***** AVAILABLE RECORDS

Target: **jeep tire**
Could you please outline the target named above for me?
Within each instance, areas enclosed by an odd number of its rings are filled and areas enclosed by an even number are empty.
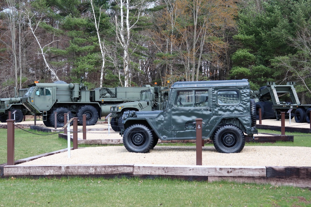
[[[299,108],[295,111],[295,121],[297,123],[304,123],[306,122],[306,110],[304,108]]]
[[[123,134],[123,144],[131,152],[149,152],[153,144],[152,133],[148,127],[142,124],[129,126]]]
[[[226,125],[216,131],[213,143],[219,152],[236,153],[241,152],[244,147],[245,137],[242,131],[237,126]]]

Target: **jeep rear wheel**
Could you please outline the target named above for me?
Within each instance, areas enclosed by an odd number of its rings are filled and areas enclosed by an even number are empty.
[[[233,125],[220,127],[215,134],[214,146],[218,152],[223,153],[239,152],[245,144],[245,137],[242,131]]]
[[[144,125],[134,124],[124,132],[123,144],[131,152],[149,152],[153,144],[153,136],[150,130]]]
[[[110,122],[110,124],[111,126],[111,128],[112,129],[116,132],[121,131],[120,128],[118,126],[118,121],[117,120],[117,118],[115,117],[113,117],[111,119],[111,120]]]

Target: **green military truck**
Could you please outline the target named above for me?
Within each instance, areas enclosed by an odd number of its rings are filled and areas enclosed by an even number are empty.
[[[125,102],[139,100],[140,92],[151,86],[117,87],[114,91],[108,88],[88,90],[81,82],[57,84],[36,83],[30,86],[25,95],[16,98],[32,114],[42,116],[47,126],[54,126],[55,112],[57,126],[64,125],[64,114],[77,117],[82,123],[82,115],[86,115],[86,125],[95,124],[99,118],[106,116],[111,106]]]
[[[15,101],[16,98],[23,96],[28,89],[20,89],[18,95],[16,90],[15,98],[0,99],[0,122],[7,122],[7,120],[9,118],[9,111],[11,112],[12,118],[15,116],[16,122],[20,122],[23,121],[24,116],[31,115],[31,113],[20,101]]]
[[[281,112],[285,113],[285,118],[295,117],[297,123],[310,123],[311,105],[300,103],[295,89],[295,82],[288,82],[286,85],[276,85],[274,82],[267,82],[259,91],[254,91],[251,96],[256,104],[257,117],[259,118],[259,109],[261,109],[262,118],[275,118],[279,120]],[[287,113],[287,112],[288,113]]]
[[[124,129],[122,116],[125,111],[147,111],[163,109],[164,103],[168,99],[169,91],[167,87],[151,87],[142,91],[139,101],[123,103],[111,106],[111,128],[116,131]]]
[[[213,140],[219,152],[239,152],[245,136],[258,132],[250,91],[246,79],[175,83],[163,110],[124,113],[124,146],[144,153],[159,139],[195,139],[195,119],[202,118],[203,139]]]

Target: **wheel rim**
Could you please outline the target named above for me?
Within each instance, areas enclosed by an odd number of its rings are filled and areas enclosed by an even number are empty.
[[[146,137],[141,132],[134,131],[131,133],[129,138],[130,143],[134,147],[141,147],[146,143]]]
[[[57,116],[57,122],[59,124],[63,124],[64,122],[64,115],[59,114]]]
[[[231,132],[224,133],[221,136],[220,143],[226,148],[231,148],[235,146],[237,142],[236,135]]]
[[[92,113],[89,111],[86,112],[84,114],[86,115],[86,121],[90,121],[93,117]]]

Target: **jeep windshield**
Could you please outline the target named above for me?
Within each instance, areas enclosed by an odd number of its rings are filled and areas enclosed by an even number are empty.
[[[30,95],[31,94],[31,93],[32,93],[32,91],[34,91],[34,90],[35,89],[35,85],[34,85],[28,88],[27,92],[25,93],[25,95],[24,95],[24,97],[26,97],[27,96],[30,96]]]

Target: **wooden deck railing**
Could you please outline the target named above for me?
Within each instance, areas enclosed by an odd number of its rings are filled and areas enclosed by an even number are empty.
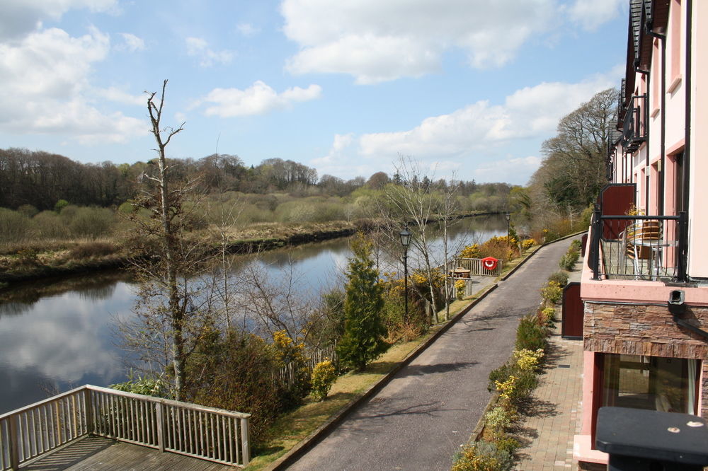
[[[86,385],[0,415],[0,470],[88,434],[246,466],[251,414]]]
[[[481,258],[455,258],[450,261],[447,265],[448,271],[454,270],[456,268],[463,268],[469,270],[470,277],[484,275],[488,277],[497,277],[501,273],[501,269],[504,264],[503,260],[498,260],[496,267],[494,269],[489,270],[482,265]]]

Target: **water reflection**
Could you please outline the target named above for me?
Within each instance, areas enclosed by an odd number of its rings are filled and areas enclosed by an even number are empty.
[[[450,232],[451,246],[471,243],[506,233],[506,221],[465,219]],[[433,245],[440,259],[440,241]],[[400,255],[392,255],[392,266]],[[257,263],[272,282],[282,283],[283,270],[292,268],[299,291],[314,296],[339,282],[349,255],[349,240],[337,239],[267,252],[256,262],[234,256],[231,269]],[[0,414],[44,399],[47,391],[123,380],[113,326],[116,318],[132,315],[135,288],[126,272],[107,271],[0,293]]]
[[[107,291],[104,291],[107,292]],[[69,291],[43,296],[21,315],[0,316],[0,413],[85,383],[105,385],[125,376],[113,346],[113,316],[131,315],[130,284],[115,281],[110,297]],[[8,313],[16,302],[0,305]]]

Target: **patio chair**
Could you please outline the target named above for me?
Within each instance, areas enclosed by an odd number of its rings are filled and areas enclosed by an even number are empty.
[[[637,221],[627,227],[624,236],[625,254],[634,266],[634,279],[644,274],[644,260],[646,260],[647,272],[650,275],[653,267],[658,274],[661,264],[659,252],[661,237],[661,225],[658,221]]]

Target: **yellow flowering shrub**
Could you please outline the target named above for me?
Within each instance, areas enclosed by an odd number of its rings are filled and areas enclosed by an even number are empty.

**********

Rewrite the listing above as a Markdown table with the columns Row and Text. Start with the line that contains "Target: **wooden deck railing**" and go on through the line that contains "[[[86,385],[0,415],[0,470],[88,434],[246,466],[251,414]]]", numbering each line, skipping blank lines, and leaving the pictures out of the answer.

• SOLUTION FOR THIS PROBLEM:
| Row | Text |
|---|---|
| 1 | Target: **wooden deck railing** |
| 2 | Could you please outline the target named above for me? |
| 3 | Within each instance, areas enclosed by an odd number of its rings are filled and areas enclosed by an even number are empty. |
| 4 | [[[86,385],[0,415],[0,470],[88,434],[246,466],[251,414]]] |